╔══
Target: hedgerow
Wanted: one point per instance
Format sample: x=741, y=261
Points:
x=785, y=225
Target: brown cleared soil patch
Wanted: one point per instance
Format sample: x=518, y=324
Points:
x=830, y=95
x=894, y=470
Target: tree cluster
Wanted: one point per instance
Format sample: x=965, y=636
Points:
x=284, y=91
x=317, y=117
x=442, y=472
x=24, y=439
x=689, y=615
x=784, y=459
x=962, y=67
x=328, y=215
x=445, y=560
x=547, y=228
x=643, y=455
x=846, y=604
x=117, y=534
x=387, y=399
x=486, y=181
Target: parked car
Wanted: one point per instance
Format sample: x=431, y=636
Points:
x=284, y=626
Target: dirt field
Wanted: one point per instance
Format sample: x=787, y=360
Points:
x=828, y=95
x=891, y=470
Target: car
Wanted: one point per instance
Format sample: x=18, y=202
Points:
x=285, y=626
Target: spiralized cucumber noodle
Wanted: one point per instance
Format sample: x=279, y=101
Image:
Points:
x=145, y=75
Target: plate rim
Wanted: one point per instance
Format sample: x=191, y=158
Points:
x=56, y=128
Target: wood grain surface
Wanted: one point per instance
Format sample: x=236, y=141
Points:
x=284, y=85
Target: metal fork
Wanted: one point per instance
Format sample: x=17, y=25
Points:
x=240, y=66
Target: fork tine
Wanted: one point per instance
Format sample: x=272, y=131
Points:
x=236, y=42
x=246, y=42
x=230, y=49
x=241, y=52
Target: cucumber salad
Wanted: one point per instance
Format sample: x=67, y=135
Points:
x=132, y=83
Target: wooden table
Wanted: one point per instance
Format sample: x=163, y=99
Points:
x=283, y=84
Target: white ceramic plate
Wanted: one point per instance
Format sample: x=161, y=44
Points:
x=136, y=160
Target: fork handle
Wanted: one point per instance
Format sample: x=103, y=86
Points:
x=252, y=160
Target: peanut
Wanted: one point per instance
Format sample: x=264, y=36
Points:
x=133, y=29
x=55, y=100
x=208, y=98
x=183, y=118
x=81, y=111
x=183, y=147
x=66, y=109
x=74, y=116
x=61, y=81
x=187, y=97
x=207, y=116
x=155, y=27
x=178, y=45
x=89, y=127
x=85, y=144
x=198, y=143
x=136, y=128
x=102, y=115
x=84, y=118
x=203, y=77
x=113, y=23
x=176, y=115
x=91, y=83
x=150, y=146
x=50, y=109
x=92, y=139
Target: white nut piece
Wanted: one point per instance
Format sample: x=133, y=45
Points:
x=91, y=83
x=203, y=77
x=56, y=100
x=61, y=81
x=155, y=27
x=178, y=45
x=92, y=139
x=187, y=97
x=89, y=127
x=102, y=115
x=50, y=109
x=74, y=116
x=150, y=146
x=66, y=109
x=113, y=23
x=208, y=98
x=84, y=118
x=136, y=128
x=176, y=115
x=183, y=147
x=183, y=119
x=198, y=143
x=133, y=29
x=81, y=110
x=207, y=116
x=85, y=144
╚══
* [PROBLEM STATEMENT] Where in the listing does the string "fork" appear? Copy every line that has it.

* [OUTPUT OF THE TASK]
Target: metal fork
Target: fork tine
Target: fork handle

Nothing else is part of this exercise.